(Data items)
------------------------------------------------------------------------
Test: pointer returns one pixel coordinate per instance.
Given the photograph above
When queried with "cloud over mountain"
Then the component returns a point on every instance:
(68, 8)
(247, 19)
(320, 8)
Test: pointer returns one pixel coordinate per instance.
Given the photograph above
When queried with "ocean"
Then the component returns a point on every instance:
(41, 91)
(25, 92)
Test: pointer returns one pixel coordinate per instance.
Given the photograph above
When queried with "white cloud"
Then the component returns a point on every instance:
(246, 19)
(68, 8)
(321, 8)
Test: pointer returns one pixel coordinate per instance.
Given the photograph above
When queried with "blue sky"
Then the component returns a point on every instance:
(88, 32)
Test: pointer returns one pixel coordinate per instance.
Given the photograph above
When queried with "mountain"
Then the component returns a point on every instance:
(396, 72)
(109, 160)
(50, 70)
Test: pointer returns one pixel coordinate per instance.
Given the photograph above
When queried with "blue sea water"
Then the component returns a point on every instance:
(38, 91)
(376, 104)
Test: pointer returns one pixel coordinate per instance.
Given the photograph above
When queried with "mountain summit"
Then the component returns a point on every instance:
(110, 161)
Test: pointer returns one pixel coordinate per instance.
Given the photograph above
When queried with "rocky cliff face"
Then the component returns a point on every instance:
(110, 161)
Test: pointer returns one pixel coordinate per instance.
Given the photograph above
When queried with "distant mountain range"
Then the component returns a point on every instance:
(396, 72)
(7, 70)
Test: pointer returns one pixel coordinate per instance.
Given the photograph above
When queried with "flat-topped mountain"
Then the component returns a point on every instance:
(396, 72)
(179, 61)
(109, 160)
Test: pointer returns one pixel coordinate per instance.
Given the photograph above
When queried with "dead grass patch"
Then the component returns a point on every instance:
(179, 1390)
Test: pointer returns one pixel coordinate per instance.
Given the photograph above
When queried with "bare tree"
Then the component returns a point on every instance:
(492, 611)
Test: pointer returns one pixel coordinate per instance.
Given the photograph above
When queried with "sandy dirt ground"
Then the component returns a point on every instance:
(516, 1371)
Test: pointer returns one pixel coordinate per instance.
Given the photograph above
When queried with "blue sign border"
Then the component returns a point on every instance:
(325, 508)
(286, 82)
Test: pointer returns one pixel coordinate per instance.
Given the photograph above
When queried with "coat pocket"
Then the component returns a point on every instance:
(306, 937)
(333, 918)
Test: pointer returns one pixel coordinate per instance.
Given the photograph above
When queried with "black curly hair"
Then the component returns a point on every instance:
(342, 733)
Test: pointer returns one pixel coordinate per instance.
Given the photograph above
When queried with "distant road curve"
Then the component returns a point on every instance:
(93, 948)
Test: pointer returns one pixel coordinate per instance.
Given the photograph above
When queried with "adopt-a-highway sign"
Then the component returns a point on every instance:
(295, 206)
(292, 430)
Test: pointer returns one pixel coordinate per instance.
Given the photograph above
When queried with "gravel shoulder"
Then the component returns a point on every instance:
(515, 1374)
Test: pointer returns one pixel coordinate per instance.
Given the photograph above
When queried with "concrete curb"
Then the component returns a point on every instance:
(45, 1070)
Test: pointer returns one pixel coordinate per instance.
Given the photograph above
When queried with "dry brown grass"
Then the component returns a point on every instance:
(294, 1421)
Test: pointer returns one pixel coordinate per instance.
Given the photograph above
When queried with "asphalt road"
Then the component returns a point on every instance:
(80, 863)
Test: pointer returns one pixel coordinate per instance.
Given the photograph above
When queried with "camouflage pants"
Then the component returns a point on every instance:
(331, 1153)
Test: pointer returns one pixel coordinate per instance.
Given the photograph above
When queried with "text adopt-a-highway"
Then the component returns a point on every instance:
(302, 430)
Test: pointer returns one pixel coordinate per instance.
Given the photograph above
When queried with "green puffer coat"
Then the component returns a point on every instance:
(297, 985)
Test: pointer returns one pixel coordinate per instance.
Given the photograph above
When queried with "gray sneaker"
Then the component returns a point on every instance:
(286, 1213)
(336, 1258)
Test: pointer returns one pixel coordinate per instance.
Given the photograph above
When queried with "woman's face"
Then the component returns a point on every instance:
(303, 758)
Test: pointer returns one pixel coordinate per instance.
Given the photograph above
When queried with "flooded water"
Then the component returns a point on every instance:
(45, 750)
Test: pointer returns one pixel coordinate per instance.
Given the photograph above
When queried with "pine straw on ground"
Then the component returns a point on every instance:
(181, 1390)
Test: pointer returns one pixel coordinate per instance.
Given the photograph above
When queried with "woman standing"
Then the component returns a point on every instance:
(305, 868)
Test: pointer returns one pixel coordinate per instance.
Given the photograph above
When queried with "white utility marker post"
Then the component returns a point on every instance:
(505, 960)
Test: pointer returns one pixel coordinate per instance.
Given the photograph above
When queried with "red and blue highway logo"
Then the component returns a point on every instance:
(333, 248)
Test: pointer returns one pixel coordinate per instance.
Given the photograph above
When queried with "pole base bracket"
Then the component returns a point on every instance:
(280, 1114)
------------------------------------------------------------------------
Reproduce all of the material above word for word.

*RESULT OF THIS EXERCISE:*
Test: pointer returns one pixel coordinate per instance.
Given the photograph above
When queried with "cloud over mountain"
Then the component returns a point on every instance:
(68, 8)
(247, 19)
(320, 8)
Test: pointer returns one pixel coordinate per instance.
Given the photograph above
When queried with "ocean"
Then the component returns a point on every instance:
(41, 91)
(25, 92)
Test: pointer returns one pixel coordinate per instance.
Given the photograph above
When queried with "white cloud"
Then the component returns a point on every instance:
(246, 19)
(68, 8)
(321, 8)
Test: pointer returns one pixel coordinate per instance.
Given the photograph above
When queried with "blue sky"
Then the component returns a point on every instance:
(88, 32)
Test: pointer returns one pixel coordinate per instance.
Given the photograph above
When queried with "mountain"
Then the component returns a point on every instance:
(396, 72)
(109, 160)
(50, 70)
Test: pointer returns one pixel coordinate per instance.
Given the photograph above
When queried with "blue sea water"
Then the component returns a point on every instance:
(38, 91)
(376, 104)
Test: pointer returns one pixel coordinate per instance.
Given the photograph above
When queried with "mountain summit"
Then the component returns a point on every instance:
(110, 161)
Test: pointer returns one pixel coordinate per instance.
Given the photograph above
When queried with "rocky cliff face"
Then the component returns a point on every instance:
(110, 161)
Test: pointer returns one pixel coordinate per instance.
Given the photograph above
When queried with "distant mountain range"
Then the component returns a point on every instance:
(396, 72)
(7, 70)
Test: pointer returns one pixel coordinate per instance.
Given the photograph above
When queried with "flat-topped mountain"
Then the component returns a point on every instance:
(396, 72)
(179, 61)
(109, 160)
Test: pointer returns one pixel coordinate per instance.
Given the photograph above
When queried with "dead grass patch"
Then the component returns a point on every instance:
(179, 1390)
Test: pointer returns one pixel coordinate per instance.
Given the photograph above
When queried with "bare tree"
Then the component returns a point on every instance:
(492, 611)
Test: pointer returns one pixel coordinate per instance.
Given the photograph above
When queried with "sandy dirt ground"
Then the component returns a point on every instance:
(516, 1371)
Test: pointer returns one pixel coordinate per instance.
Given the photograph above
When queried with "blue sign border"
Then the component returns a point on every instance:
(325, 508)
(286, 82)
Test: pointer returns one pixel coordinate per instance.
Given the photograph above
When queried with "coat pocket"
Then the component returns a point on every instance:
(306, 937)
(333, 918)
Test: pointer returns one pixel coordinate per instance.
Given the photograph above
When queried with "black curly hair"
Then the component returns a point on every instance:
(342, 733)
Test: pointer returns one pixel coordinate per instance.
Given the photograph above
When queried with "distant road curve"
Then the component returns a point on every instance:
(93, 948)
Test: pointer returns one pixel coordinate per instance.
Given the photograph above
When queried with "adopt-a-highway sign"
Then the component returns a point on every instance:
(295, 206)
(292, 430)
Test: pointer returns one pixel coordinate per instance.
Given the photograph above
When queried with "gravel shoulder"
Then the component returns a point on every instance:
(515, 1374)
Test: pointer returns one pixel coordinate per instance.
Given the photograph above
When queried with "concrete curb"
Then the component returns a point on every instance:
(45, 1070)
Test: pointer returns one pixel coordinate per instance.
Given the photograph above
When queried with "dry brown grass"
Then the component returns a point on every instance:
(294, 1421)
Test: pointer returns one pixel coordinate per instance.
Given the photograph above
When queried with "asphalt road"
Then the component returns a point on every instance:
(80, 863)
Test: pointer returns one pixel coordinate per instance.
Given the photograph above
When queried with "camouflage pants"
Then the component returns a point on every instance:
(331, 1153)
Test: pointer returns one pixel coordinate per instance.
Given the photograph above
When queried with "text adopt-a-highway"
Then the component returns a point on every instance:
(302, 430)
Test: pointer returns one pixel coordinate per instance.
Given the photograph above
When queried with "green puffer coat"
Then the component returns a point on every instance:
(297, 985)
Test: pointer returns one pixel coordinate per instance.
Given the photograph above
When queried with "gray sneaker"
Then the component returns a point on every instance:
(286, 1213)
(336, 1258)
Test: pointer returns one pixel coordinate per instance.
Given the photograph above
When queried with "woman's face"
Then the component returns a point on every instance:
(303, 758)
Test: pointer returns one pixel coordinate per instance.
Given the photograph above
When queried with "flooded water"
Then the component returns a point on every instance:
(45, 750)
Test: pointer returns one pixel coordinate per instance.
Given the photograph above
When queried with "pine straw on ground"
Then the component returns a point on every instance:
(181, 1390)
Test: pointer returns one pixel coordinate per instance.
Given the photograph above
When queried with "woman standing"
Then the component returns a point on every instance:
(305, 868)
Test: pointer returns one pixel coordinate per instance.
Given the photograph above
When queried with "white utility marker post"
Then the component returns a point on every instance:
(505, 960)
Test: pointer returns one pixel coordinate per instance.
Given the photograph above
When queried with "red and blue highway logo"
Then the component returns a point on every instance:
(333, 248)
Test: pointer returns one pixel coordinate per instance.
Given the photograph above
When queried with "pole base bracket"
Then the component returns a point on every instance:
(280, 1114)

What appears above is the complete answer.